======== Brano citato ========

La colpa sarà pure del capo politico Luigi Di Maio, ma cosa ci sta a fare il garante se tutti, proprio tutti i principi del Movimento vengono rinnegati? Nel 2016 Grillo annunciò di essere «po’ stanchino» come Forrest Gump. Ma più che un passo di lato dalla guida del M5S il suo è stato un lavarsene le mani alla Ponzio Pilato. Mai una parola di condanna, mai una decisione drastica per fermare il declino del suo movimento. Al massimo un tweet sibillino o un post incomprensibile su Facebook.
«Se voti Sì vuol dire no. Siamo tra il comma 22 e la sindrome di Procuste» scrisse per commentare l’assurdo quesito posto agli iscritti del Blog delle Stelle per votare contro l’autorizzazione a procedere per Salvini nel caso Diciotti. Oppure «Il mandato ora in corso è il primo di un lungo viaggio…ma di andarmene a casa non ho proprio il coraggio…» la frase della canzone Se mi lasci non vale di Julio Iglesias per ironizzare l’idea del mandato zero proposto da Di Maio.

========

■ **Obiettivo del compito**: Riporta, per favore, dal brano su Grillo tutto ciò che va da "La colpa sarà" fino a "incomprensibile su Facebook.". Le righe non hanno alcun legame con il brano.

======== Dati archiviati ========

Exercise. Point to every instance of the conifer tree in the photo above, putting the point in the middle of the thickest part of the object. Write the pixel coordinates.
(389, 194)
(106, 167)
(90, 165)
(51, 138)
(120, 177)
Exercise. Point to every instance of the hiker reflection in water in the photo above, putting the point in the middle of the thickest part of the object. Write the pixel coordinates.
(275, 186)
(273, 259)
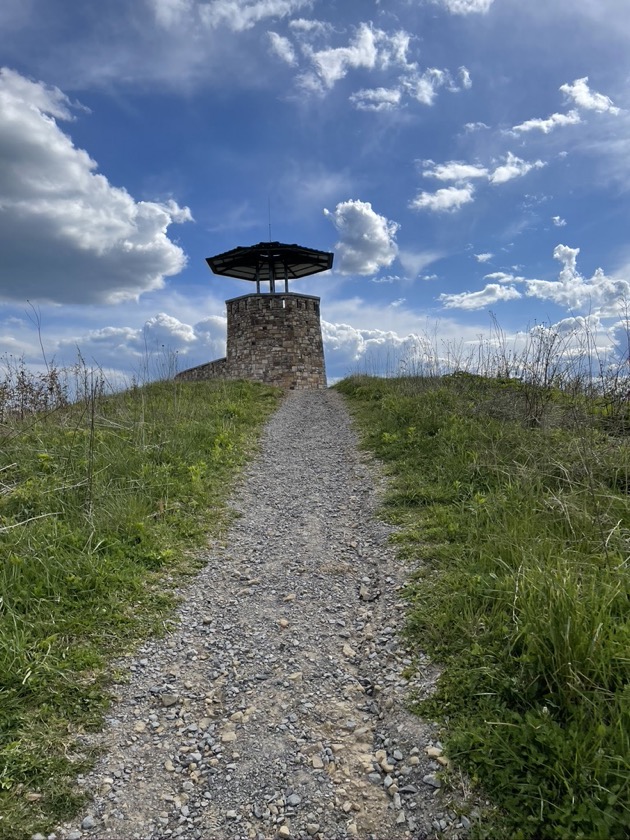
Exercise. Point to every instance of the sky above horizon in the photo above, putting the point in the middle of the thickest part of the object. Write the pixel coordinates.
(468, 162)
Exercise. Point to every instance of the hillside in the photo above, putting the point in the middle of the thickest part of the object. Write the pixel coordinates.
(509, 511)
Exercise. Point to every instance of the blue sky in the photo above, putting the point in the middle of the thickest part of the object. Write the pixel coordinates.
(464, 159)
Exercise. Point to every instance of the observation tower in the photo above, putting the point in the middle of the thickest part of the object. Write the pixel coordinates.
(272, 336)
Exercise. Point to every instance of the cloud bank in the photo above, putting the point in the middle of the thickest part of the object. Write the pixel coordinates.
(66, 234)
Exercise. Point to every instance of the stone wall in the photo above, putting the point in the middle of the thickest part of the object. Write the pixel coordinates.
(274, 338)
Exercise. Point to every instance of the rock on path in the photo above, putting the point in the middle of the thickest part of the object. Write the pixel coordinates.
(276, 708)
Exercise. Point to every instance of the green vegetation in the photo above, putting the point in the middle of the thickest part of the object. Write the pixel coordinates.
(516, 523)
(101, 503)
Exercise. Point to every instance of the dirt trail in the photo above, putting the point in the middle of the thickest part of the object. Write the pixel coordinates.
(276, 708)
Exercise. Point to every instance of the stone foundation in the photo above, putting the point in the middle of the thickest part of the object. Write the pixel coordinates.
(273, 338)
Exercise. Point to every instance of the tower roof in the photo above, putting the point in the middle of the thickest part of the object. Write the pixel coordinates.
(270, 261)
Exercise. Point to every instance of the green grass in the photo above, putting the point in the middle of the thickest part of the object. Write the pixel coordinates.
(101, 506)
(518, 535)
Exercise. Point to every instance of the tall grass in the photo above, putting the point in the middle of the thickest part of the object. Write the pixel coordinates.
(101, 501)
(519, 537)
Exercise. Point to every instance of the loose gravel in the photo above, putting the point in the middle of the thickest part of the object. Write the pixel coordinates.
(276, 708)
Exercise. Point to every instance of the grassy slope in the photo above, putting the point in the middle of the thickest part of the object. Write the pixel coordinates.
(100, 504)
(519, 538)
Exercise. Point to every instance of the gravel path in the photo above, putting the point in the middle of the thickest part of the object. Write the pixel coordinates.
(276, 708)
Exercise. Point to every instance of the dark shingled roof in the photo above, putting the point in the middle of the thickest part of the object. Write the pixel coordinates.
(270, 261)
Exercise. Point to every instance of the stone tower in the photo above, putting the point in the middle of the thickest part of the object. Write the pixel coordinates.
(272, 337)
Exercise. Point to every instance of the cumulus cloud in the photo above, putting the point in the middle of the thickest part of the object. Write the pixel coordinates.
(350, 348)
(424, 86)
(128, 349)
(445, 200)
(452, 198)
(466, 80)
(503, 277)
(514, 167)
(469, 128)
(239, 15)
(333, 63)
(414, 261)
(372, 49)
(367, 240)
(603, 295)
(584, 97)
(492, 293)
(467, 7)
(66, 234)
(454, 170)
(376, 99)
(283, 48)
(547, 125)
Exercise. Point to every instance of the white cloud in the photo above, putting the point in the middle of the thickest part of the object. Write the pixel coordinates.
(414, 261)
(514, 167)
(475, 126)
(376, 99)
(387, 278)
(445, 200)
(67, 234)
(503, 277)
(367, 239)
(283, 48)
(454, 171)
(584, 97)
(492, 293)
(464, 75)
(467, 7)
(547, 125)
(333, 64)
(599, 294)
(303, 26)
(170, 13)
(239, 15)
(423, 87)
(131, 349)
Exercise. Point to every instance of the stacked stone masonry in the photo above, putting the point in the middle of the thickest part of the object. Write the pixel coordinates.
(273, 338)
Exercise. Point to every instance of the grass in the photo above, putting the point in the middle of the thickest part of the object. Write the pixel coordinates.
(101, 505)
(518, 534)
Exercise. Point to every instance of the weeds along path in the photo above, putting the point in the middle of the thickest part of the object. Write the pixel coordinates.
(276, 706)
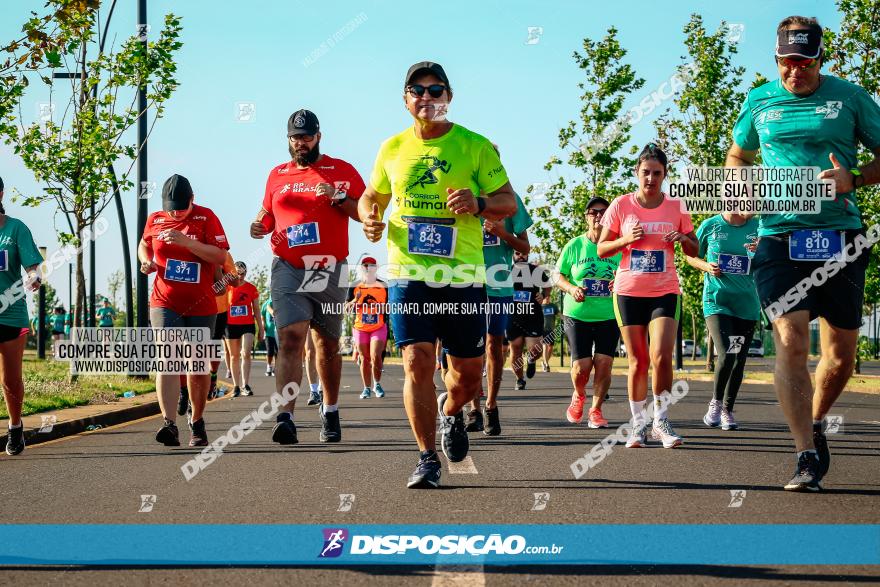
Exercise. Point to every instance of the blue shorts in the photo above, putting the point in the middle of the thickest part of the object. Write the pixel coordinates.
(462, 334)
(497, 321)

========

■ **Risposta al compito**:
La colpa sarà pure del capo politico Luigi Di Maio, ma cosa ci sta a fare il garante se tutti, proprio tutti i principi del Movimento vengono rinnegati? Nel 2016 Grillo annunciò di essere «po’ stanchino» come Forrest Gump. Ma più che un passo di lato dalla guida del M5S il suo è stato un lavarsene le mani alla Ponzio Pilato. Mai una parola di condanna, mai una decisione drastica per fermare il declino del suo movimento. Al massimo un tweet sibillino o un post incomprensibile su Facebook.